▶ **Your goal**
Read through the material below and copy each line in which the word "sandy" occurs.

——

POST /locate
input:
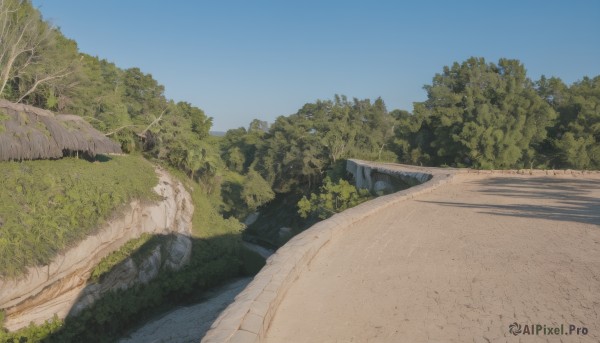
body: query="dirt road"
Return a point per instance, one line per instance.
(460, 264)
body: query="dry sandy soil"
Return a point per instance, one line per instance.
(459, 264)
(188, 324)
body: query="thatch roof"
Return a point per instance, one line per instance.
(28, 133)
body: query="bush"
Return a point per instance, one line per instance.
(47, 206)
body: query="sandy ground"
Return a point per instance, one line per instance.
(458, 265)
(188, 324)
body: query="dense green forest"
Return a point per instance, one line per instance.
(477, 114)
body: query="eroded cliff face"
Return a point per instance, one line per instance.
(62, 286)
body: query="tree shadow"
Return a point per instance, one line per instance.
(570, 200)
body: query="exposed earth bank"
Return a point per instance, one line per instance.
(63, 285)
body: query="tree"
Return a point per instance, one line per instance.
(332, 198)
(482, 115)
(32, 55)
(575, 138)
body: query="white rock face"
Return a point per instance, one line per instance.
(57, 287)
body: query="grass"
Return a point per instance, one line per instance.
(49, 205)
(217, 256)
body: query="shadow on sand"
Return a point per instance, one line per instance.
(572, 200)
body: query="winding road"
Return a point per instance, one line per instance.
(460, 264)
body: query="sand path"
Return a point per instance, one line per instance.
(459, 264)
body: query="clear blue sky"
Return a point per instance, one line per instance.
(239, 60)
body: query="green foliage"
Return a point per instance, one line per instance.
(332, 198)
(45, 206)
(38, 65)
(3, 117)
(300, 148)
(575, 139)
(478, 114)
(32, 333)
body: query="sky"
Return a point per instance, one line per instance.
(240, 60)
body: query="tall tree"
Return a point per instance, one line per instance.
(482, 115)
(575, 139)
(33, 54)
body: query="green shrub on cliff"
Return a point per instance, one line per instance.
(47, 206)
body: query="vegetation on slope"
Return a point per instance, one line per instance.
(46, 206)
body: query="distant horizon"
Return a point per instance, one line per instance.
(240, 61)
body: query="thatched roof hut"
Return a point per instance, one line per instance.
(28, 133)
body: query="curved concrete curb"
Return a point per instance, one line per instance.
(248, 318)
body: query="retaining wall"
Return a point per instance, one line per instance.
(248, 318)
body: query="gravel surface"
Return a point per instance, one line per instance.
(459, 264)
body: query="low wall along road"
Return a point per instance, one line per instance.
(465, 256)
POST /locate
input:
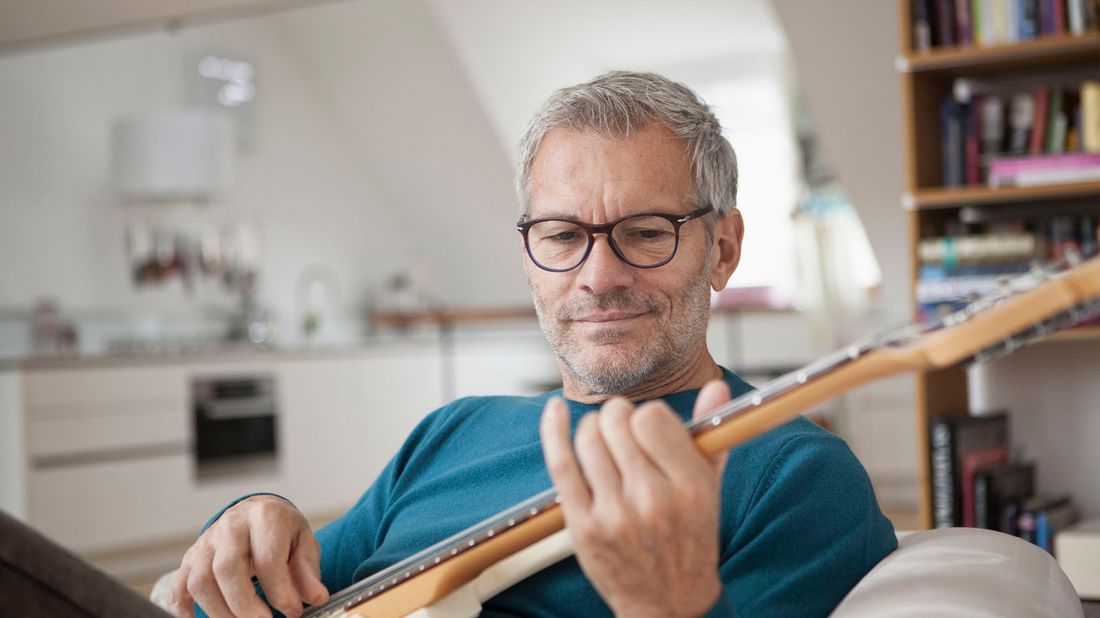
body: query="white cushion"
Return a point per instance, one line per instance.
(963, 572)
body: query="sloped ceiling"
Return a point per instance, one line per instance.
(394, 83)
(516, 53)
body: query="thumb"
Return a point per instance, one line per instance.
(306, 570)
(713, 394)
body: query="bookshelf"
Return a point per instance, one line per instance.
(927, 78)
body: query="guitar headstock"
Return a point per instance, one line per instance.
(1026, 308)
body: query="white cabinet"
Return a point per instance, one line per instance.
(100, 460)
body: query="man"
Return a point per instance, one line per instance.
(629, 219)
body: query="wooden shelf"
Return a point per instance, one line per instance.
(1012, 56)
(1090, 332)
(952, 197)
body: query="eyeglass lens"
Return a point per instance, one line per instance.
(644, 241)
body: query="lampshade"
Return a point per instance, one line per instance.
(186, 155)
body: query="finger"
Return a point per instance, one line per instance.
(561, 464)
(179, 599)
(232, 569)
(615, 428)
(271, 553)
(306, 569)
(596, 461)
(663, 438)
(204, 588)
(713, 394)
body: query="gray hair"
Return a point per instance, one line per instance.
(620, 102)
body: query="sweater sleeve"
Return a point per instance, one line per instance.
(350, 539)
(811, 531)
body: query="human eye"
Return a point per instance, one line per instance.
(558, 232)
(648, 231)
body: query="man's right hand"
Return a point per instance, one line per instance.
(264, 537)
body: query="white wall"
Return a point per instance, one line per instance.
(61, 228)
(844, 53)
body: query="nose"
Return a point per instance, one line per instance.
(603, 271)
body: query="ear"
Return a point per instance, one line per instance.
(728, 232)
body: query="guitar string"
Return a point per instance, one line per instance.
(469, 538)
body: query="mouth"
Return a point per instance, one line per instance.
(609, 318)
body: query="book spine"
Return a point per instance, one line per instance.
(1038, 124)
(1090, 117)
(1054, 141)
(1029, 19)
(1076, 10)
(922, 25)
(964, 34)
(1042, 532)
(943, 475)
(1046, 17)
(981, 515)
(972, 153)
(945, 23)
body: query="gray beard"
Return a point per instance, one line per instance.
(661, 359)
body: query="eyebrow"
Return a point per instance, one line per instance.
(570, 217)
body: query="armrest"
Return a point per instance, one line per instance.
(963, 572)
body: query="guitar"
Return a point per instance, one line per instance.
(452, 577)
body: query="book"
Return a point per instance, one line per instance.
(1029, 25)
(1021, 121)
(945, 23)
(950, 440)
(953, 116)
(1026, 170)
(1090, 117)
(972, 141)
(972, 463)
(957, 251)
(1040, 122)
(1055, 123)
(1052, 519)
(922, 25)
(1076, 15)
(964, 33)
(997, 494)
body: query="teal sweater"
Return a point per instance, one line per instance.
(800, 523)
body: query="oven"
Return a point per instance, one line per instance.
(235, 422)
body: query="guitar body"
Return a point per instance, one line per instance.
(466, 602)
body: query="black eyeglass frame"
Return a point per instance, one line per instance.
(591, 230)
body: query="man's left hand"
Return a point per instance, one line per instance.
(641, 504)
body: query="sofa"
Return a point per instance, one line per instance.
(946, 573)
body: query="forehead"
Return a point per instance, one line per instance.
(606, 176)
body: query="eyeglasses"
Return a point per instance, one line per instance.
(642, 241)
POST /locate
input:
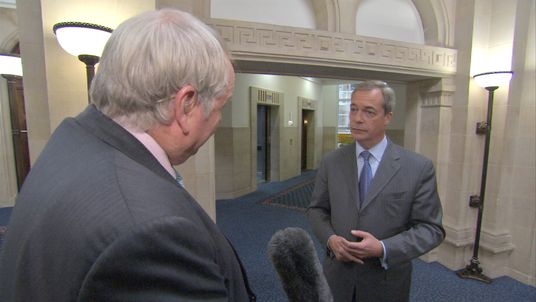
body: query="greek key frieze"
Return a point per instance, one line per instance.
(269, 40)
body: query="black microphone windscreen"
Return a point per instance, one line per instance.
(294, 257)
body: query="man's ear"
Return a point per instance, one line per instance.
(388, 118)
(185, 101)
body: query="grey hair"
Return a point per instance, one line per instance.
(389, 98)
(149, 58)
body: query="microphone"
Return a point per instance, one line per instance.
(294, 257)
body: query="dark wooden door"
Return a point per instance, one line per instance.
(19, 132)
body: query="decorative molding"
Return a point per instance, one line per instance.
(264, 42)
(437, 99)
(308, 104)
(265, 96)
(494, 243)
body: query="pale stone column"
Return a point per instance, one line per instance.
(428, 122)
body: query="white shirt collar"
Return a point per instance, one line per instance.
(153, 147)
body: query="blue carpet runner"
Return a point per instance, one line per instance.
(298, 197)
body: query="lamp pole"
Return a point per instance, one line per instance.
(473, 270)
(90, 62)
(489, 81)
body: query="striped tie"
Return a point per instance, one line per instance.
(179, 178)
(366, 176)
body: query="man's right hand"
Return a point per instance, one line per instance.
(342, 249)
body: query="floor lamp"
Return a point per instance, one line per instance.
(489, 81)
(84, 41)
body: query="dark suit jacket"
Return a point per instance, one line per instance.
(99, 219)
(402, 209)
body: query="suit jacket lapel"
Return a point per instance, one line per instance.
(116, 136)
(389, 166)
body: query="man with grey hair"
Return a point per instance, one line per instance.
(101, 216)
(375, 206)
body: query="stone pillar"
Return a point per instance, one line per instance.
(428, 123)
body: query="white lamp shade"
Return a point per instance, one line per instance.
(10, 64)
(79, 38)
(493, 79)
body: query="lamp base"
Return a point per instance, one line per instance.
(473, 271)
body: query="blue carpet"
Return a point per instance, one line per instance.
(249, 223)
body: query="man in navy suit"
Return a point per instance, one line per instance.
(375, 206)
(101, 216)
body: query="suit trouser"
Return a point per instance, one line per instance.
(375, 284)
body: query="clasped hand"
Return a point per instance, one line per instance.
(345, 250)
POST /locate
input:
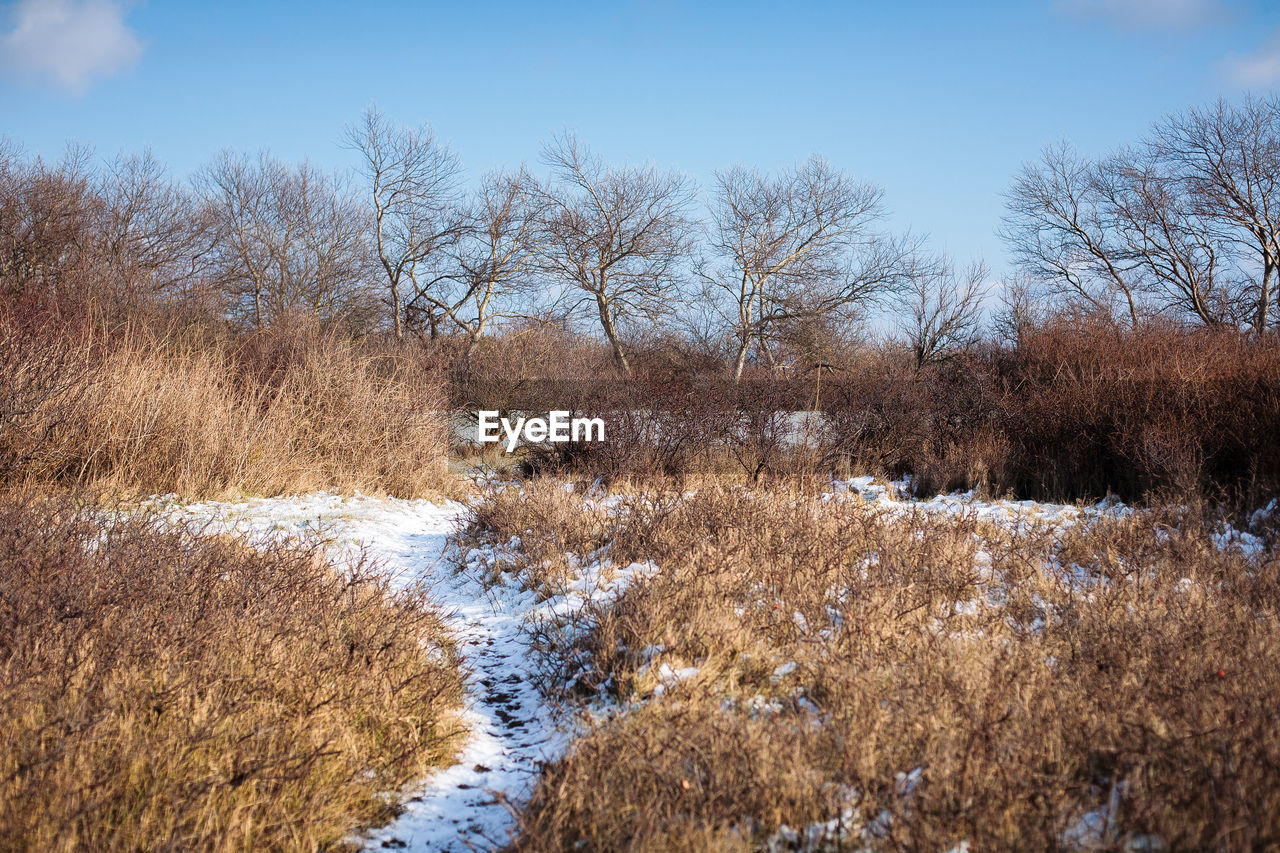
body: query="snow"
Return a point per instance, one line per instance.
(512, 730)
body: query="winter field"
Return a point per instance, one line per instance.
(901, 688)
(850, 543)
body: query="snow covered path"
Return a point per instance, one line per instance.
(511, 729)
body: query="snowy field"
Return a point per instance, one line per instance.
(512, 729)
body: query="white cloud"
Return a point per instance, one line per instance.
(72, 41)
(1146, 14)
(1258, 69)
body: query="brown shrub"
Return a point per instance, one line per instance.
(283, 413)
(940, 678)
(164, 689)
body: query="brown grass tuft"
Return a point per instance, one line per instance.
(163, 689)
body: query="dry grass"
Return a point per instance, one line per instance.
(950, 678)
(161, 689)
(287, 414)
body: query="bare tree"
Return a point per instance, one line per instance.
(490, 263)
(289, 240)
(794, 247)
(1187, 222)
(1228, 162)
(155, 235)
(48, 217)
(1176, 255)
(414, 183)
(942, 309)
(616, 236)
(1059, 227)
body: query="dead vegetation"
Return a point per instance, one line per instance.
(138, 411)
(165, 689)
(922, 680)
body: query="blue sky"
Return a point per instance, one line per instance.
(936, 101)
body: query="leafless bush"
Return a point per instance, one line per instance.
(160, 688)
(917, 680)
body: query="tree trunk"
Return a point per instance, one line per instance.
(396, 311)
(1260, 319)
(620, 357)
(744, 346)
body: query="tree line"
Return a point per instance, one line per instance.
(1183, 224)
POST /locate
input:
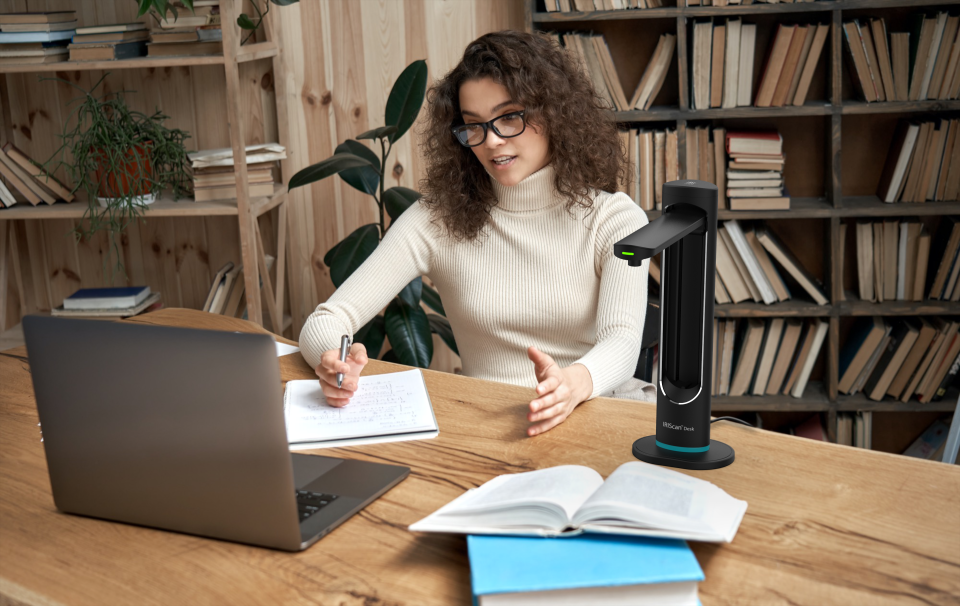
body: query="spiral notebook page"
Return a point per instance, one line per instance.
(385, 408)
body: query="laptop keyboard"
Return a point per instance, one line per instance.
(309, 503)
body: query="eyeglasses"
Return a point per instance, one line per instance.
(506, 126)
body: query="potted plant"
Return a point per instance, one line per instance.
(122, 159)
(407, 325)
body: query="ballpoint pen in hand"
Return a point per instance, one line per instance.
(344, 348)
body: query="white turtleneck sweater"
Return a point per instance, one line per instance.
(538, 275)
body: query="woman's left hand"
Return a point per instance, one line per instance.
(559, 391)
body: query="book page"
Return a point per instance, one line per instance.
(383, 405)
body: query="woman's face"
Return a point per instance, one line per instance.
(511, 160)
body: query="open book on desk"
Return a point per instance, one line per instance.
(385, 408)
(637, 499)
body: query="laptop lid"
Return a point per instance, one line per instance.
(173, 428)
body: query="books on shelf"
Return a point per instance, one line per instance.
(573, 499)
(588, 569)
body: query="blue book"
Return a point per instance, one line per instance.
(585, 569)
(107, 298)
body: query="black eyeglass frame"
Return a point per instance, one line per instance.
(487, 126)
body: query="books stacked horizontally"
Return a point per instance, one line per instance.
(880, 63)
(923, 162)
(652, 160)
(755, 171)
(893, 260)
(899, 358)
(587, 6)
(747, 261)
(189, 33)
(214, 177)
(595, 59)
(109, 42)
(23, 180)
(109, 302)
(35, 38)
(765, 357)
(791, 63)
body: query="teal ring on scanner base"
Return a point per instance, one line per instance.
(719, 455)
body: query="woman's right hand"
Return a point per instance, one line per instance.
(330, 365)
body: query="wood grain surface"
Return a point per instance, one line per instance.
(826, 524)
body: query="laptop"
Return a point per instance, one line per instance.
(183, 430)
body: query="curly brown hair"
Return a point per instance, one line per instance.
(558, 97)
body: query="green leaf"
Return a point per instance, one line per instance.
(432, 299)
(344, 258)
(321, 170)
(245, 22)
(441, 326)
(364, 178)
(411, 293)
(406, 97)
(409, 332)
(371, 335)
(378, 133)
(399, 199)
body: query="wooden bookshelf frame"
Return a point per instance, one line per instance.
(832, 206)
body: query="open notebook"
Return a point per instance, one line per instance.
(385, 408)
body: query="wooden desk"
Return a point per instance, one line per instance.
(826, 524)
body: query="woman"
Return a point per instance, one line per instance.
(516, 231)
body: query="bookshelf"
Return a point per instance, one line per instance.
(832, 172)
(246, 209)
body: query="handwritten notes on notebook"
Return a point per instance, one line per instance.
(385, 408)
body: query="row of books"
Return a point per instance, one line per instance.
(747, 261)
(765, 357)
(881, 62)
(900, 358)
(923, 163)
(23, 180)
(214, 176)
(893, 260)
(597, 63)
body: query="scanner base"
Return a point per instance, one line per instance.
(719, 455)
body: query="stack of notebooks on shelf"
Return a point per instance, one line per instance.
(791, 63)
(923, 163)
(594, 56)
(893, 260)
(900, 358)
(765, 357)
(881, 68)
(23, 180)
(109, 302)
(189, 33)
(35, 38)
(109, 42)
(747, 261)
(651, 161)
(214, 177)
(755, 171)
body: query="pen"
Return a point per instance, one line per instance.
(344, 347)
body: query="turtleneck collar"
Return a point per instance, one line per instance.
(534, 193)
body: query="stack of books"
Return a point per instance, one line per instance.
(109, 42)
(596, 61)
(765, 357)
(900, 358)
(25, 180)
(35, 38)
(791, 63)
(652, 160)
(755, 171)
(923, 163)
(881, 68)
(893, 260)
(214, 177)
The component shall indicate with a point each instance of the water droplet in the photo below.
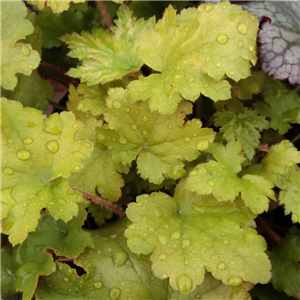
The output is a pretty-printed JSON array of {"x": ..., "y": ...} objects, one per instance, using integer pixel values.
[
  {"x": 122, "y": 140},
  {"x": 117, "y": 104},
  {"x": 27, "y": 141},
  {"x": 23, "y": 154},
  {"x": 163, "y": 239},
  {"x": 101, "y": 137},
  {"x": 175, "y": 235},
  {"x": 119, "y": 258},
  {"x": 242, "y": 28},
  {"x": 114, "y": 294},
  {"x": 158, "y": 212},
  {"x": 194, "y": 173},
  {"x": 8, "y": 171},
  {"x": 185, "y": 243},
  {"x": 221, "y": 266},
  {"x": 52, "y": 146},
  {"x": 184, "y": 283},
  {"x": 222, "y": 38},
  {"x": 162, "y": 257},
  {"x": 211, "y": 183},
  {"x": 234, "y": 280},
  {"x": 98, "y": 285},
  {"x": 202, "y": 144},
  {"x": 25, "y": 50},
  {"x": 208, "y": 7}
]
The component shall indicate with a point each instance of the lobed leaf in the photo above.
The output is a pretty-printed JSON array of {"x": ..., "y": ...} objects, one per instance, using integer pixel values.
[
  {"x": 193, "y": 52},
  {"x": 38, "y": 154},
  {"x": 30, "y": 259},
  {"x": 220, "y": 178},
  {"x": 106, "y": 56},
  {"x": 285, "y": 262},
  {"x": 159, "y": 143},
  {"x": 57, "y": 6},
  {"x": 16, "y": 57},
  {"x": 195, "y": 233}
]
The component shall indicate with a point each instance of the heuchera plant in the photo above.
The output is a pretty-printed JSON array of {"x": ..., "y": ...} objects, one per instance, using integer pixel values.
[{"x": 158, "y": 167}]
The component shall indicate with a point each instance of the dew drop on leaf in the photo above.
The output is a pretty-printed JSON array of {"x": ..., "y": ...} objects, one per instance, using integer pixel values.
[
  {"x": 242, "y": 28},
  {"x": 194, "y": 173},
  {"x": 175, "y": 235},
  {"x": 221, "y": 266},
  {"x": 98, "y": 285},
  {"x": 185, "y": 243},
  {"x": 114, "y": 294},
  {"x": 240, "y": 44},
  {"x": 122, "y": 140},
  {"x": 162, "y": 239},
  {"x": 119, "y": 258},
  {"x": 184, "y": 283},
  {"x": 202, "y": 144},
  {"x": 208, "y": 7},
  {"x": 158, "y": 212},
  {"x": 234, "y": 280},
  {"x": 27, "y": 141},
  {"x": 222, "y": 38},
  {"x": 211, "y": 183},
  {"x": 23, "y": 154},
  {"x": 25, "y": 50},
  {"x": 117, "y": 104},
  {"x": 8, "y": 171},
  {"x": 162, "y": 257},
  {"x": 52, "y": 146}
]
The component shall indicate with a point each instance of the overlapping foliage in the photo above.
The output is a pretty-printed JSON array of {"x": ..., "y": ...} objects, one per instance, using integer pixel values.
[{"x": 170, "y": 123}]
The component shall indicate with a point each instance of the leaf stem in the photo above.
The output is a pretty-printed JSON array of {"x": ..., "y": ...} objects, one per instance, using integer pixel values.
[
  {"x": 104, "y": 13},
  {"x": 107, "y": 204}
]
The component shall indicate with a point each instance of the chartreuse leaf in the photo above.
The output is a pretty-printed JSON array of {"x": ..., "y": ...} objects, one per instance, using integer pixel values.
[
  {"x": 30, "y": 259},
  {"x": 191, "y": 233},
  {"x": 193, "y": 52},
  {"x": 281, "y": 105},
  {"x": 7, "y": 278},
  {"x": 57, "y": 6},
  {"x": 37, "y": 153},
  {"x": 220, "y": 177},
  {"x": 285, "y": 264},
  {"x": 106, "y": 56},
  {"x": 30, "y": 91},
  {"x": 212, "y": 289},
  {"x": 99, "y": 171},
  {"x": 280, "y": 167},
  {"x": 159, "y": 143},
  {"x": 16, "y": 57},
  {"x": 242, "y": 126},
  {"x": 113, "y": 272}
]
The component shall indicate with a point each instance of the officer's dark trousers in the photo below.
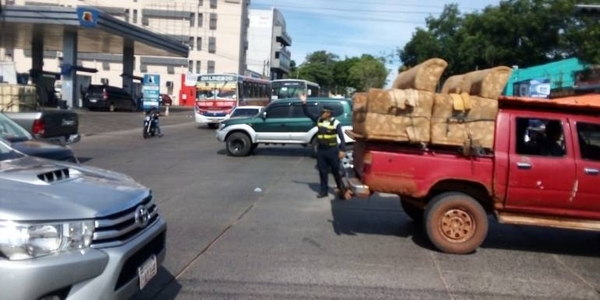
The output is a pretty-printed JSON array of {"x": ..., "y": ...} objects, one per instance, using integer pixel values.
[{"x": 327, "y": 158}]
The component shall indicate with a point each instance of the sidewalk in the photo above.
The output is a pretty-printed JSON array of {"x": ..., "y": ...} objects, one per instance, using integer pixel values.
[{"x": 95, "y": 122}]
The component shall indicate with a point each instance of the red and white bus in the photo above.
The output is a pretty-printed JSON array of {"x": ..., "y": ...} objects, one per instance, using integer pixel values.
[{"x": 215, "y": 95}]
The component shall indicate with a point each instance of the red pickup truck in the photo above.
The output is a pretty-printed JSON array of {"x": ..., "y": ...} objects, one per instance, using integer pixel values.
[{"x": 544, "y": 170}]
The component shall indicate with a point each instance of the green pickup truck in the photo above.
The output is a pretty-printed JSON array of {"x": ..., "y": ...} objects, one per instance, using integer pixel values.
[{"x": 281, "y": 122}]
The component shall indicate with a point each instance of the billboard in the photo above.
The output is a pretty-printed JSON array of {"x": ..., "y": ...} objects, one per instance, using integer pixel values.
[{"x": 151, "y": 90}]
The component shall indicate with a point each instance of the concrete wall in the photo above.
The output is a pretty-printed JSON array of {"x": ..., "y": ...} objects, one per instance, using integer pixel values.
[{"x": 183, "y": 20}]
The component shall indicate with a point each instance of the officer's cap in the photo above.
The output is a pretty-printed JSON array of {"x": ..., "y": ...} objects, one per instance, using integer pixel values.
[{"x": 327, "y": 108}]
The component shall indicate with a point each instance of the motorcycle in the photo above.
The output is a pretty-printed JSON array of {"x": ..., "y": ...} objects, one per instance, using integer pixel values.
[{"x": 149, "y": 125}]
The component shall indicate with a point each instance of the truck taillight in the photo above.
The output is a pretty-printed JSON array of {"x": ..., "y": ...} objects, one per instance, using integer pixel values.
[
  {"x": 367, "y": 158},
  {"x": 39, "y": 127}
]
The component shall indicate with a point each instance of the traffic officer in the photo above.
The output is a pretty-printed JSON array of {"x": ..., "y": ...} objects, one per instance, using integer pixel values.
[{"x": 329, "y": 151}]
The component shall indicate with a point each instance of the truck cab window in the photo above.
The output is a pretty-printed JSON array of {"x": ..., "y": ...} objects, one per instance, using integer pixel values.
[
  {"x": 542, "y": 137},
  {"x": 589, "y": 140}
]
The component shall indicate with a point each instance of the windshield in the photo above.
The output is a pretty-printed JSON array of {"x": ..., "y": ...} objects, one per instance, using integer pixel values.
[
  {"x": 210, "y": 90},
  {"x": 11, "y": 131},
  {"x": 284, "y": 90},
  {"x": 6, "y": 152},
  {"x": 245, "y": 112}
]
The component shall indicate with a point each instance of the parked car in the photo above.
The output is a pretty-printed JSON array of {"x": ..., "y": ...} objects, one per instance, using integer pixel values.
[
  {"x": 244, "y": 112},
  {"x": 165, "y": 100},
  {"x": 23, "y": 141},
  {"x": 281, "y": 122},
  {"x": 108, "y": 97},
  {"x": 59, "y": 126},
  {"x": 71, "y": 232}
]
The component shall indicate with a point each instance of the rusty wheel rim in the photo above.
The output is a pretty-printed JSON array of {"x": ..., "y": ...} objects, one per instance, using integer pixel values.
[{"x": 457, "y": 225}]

——

▶ **Output**
body: query="dry sandy soil"
body: query="sandy ground"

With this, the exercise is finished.